Provided data –
#####

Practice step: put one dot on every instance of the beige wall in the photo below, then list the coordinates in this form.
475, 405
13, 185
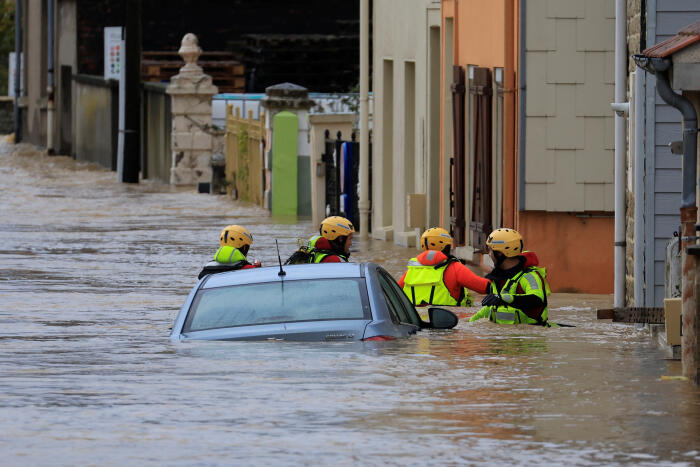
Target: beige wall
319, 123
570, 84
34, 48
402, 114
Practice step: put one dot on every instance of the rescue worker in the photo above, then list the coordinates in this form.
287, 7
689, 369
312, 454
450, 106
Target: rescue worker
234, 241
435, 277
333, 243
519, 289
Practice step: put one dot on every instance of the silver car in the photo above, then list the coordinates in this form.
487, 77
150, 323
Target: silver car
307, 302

#####

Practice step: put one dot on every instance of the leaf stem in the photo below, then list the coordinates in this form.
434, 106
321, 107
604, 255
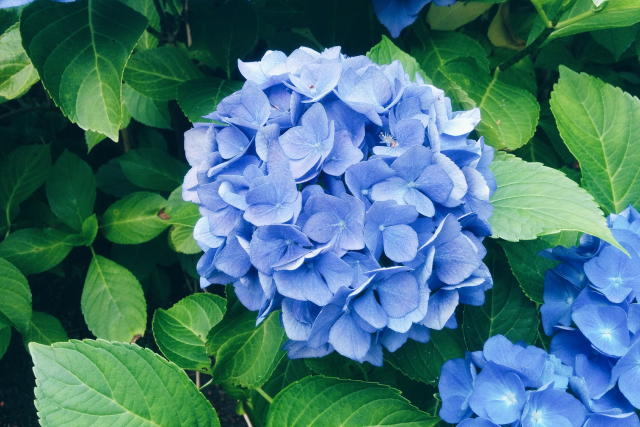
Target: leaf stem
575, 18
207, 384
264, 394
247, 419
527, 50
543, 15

#####

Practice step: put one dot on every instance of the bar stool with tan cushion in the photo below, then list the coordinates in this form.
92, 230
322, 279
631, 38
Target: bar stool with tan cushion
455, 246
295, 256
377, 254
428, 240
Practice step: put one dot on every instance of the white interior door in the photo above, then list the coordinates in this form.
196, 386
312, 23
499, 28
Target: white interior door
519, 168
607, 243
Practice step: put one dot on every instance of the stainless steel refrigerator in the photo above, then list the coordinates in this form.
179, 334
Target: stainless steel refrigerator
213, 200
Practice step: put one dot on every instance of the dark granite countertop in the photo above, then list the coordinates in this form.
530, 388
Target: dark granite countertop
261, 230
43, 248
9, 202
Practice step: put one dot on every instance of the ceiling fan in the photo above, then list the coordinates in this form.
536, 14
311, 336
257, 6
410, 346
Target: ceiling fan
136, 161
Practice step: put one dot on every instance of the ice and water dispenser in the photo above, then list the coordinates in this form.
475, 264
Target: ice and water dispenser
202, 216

#####

Prompt –
Find each line in the items above that contains the string "stool" and copy those lines. Case counts, so treat uppercase and lowercase letters as different.

Solution for this exercise –
Practice step: put one dot on every instance of the bar stool with tan cushion in the photo below, then list the coordinates in this form.
Target: bar stool with tan cushion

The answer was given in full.